- Text segment
---+---

Old Cowboy's Don't Fade Away, They Go to McDonald's

Updated: Aug 9, 2019

On a recent trip through America's old west, I had an encounter with an old Cowboy, whom I'll never forget.

We were on the tail end of a week long trip through Utah, Idaho and Wyoming driving from Cody through to Rock Springs. It's an awe-inspiring drive with some of the most gorgeous scenery to align any highway, anywhere in the world. But we'd been on the road for so long at this point all I could think about was the prospect of a Big Mac. With very little gas left in the car, and a lot of hungry growls, we finally spotted a rest stop just outside of a town called Little America. And across the street was... the good ol golden arches.

It was the cleanest Mickey D's I'd ever visited in my life. The town sat right on an Indian reservation so the staff was almost entirely Native American with a few exceptions, as were the customers--save one, an old Cowboy whose name we never got. He was seated alone in a booth dressed up like he was going to a Homecoming dance circa 1957. Though vintage, his clothes were impeccably pressed and cleaned. His crisp white Stetson was not adorned with any modern ornamantation. Despite his advanced age he sat straight and tall revealing an enviable confidence. I imagined his words would be fruitful lessons for those of us still seeking balance.

He ate nothing, that we observed. Instead he was sipping on a cup of McDonald's coffee and having a chat with a local woman. We heard him tell her he came to this very spot every day at 2pm. We sat in silence listenting to them exchange friendly conversation as we ate our cheeseburgers and fries. A couple times he glanced over at us inquisitively. We politely smiled back. Perhaps we looked like out of towners. I could tell that he was curious and would probably have enjoyed a chat, but we did not engage. What a pity.

---+---

- Material

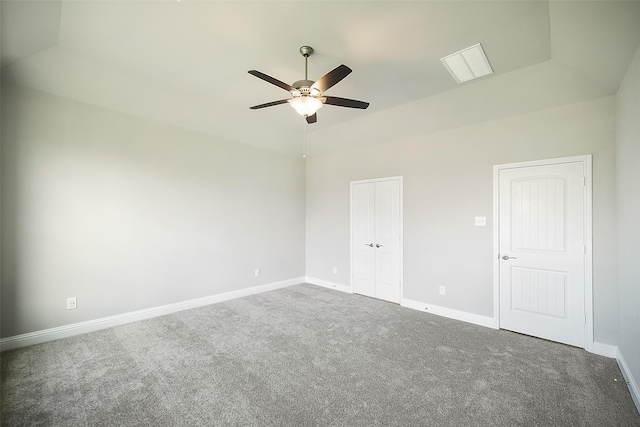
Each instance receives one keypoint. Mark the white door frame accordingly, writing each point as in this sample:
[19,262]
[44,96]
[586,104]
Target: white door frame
[588,273]
[401,225]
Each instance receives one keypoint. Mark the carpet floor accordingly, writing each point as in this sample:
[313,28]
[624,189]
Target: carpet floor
[309,356]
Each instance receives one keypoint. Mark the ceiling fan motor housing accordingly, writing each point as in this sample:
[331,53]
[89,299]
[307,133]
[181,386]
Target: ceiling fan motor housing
[304,87]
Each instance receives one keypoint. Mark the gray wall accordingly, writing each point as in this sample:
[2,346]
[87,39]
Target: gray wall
[628,167]
[447,182]
[127,214]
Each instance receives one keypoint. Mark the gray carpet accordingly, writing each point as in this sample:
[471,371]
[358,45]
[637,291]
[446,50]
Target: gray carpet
[305,356]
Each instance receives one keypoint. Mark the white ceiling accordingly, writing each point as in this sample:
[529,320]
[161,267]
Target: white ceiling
[185,63]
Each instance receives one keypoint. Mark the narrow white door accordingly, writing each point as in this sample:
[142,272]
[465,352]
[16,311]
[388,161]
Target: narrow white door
[542,251]
[363,238]
[376,244]
[387,240]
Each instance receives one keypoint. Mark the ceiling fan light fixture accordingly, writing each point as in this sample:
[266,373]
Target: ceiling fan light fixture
[306,105]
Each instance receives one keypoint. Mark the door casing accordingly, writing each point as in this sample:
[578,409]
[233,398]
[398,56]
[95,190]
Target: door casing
[588,273]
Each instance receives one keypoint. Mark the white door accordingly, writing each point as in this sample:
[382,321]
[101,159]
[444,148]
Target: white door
[542,251]
[376,238]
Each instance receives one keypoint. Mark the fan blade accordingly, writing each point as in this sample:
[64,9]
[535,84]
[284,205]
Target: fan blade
[331,78]
[271,80]
[344,102]
[269,104]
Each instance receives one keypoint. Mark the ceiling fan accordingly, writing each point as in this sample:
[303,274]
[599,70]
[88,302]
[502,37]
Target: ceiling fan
[307,94]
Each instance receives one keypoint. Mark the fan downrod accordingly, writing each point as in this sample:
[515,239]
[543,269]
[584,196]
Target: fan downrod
[306,51]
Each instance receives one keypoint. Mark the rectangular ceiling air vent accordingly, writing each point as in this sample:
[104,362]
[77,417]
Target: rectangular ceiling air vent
[467,64]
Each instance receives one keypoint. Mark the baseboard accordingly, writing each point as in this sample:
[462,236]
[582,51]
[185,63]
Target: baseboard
[38,337]
[327,284]
[601,349]
[464,316]
[632,382]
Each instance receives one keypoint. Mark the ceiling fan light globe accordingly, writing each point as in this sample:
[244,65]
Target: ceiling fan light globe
[306,105]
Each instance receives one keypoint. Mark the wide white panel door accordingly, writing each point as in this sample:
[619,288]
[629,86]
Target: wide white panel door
[376,238]
[363,238]
[542,251]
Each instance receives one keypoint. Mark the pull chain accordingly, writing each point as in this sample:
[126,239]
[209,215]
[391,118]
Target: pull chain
[304,140]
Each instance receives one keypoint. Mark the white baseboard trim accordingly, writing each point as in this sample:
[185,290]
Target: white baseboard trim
[65,331]
[632,382]
[606,350]
[476,319]
[327,284]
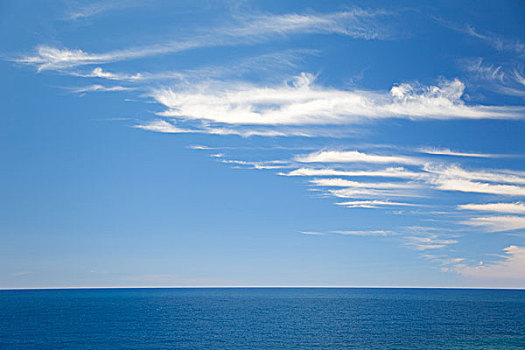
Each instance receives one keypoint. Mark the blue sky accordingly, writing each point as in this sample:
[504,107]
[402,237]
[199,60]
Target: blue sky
[255,143]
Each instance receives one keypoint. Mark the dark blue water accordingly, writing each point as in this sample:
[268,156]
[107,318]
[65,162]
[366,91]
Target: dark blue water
[263,318]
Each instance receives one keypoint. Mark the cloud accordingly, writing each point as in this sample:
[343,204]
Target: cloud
[429,242]
[448,152]
[394,172]
[163,126]
[354,157]
[356,23]
[373,204]
[312,233]
[81,11]
[452,184]
[364,192]
[498,42]
[301,102]
[497,223]
[335,182]
[99,88]
[511,267]
[511,208]
[455,172]
[363,233]
[496,78]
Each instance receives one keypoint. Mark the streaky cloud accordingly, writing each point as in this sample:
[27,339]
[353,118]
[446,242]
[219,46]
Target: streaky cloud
[249,30]
[511,208]
[497,223]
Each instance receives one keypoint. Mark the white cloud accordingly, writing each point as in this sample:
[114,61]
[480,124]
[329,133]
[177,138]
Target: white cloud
[511,208]
[511,267]
[497,223]
[354,157]
[397,172]
[455,172]
[496,41]
[364,192]
[312,233]
[373,204]
[496,77]
[335,182]
[163,126]
[429,242]
[301,102]
[79,10]
[451,184]
[252,29]
[99,88]
[448,152]
[364,233]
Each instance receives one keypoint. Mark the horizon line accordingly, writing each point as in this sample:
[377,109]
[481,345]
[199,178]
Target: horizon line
[254,287]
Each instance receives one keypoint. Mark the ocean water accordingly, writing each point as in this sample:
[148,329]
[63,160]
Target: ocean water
[263,318]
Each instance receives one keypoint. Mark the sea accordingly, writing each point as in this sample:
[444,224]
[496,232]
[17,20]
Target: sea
[262,318]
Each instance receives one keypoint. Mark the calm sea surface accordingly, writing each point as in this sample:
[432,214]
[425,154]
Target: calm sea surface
[263,318]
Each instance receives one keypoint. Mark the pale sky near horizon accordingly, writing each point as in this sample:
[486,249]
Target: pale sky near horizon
[256,143]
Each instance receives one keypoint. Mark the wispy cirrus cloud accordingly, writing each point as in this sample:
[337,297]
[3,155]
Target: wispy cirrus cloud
[430,241]
[497,223]
[355,157]
[357,23]
[503,79]
[511,208]
[336,182]
[100,88]
[364,233]
[449,152]
[81,10]
[301,102]
[374,204]
[498,42]
[510,267]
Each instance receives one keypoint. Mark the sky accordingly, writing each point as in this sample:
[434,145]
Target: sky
[262,143]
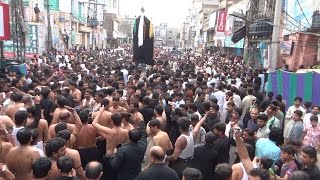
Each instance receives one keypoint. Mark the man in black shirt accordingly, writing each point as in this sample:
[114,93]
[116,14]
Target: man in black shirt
[47,105]
[158,170]
[146,111]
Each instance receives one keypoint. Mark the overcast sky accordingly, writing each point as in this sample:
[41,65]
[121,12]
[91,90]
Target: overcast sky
[170,11]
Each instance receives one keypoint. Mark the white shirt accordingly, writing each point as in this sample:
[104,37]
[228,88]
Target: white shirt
[306,119]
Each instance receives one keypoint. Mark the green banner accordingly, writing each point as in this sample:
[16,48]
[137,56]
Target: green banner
[54,5]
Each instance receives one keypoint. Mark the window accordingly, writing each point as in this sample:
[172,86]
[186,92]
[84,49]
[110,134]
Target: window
[115,3]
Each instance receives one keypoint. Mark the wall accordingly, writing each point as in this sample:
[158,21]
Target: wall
[304,52]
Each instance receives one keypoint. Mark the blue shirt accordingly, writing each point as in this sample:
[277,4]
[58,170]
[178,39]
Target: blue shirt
[267,148]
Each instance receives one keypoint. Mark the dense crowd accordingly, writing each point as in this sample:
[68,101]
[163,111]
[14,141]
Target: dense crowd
[98,115]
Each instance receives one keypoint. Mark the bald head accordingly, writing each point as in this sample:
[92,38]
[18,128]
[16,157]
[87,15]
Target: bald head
[64,115]
[157,153]
[93,170]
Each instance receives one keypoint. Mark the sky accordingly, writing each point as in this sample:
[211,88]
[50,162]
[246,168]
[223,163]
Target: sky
[172,12]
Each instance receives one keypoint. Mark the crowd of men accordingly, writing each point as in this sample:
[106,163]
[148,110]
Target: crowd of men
[98,115]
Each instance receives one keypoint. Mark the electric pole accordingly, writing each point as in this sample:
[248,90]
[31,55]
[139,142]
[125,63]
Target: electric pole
[273,60]
[49,40]
[19,30]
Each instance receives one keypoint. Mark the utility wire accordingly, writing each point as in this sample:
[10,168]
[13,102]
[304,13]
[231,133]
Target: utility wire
[303,13]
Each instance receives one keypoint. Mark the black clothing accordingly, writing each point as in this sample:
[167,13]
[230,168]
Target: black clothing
[144,53]
[204,159]
[87,155]
[313,172]
[147,113]
[127,161]
[158,172]
[47,105]
[222,146]
[66,178]
[264,104]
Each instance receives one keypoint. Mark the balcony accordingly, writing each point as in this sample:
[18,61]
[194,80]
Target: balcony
[92,22]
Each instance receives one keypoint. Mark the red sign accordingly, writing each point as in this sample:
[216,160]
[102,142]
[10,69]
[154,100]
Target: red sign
[221,25]
[4,22]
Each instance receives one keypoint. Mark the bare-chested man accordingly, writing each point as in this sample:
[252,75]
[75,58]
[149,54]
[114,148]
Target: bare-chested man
[65,119]
[20,158]
[115,106]
[86,143]
[18,104]
[62,102]
[138,116]
[4,146]
[72,153]
[126,122]
[158,111]
[114,137]
[34,122]
[55,148]
[159,137]
[76,94]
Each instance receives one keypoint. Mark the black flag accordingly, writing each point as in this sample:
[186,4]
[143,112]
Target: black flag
[143,53]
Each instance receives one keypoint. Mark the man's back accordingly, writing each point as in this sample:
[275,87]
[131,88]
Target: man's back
[205,160]
[20,159]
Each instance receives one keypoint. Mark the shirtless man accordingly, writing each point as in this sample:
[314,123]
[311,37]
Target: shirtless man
[138,116]
[72,153]
[20,158]
[159,137]
[34,121]
[76,94]
[18,104]
[4,146]
[114,137]
[62,102]
[55,148]
[86,143]
[127,117]
[65,118]
[115,106]
[158,111]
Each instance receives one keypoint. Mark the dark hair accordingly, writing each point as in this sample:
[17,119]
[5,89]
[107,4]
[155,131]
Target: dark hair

---+---

- Tasks and exercises
**A.** In the road-trip story about the old cowboy, at what time did he say he came to that McDonald's every day?
**B.** The road-trip story about the old cowboy says the McDonald's staff was almost entirely Native American. Using only the reason that story gives, explain why in one to three sentences.
**C.** Go on with the road-trip story about the old cowboy, starting after its last sentence.

- Written responses
**A.** 2pm.

**B.** The town sat right on an Indian reservation. That is why the staff was almost entirely Native American, with a few exceptions, and why most of the customers were as well.

**C.**
Life is filled with missed opportunities. This was one of them. For I can only imagine the stories the old Cowboy could tell. Who was he? Why did he come to the McDonalds alone every day at 2? Did he lose his wife, and that was their favorite place to go at that time? Was he just lonely and had no place to be, or maybe he just really loved McDonald's coffee. What did he do for work, was he a real Cowboy? Did he grow up in the town? Did he tame wild horses or maybe he was the model character for one of Tony Hillerman's novels; salty and wise detective helping solve crimes on the reservation. Or maybe it was something far less glamorous. I've let my imagination run wild with the Tale of the Old Cowboy. Perhaps it unfolded just as it should.

I have no picture or conversation to recount. But I vividly remember his face. It was rugged yet gentle, filled with the kind of rich nostalgia one could only aquire from a life of true signifcance--not fame, nor great accomplishments per say, but love. And soul. He bore witness to an Americana that'd we'd never known, nor will anyone every again. He was a man who had lived fully and loved heartily. If you had seen him sitting there in his booth, alone, all dressed up, he might appear sad. But he wasn't. He was lonely but not alone. It was as if the presence of a great love was still surrounding him filling his spirit with the abundance of memories. Call it irony but perhaps it was fitting to find him at McDonald's. McDonald's is an easy scapegoat as the perpretator of empty calories and potential health risk. But true too, it is a keeper of the American story. This particular one, was a good one.

When I close my eyes and think about the old Cowboy, I feel warmth and comfort. And I hear music. I hear a song I used to play over and over again when I was a little girl, Elton John's, Roy Rogers, another elegant old Cowboy. So this goes out to all the old Cowboy's who are the keepers of stories we all dare to dream.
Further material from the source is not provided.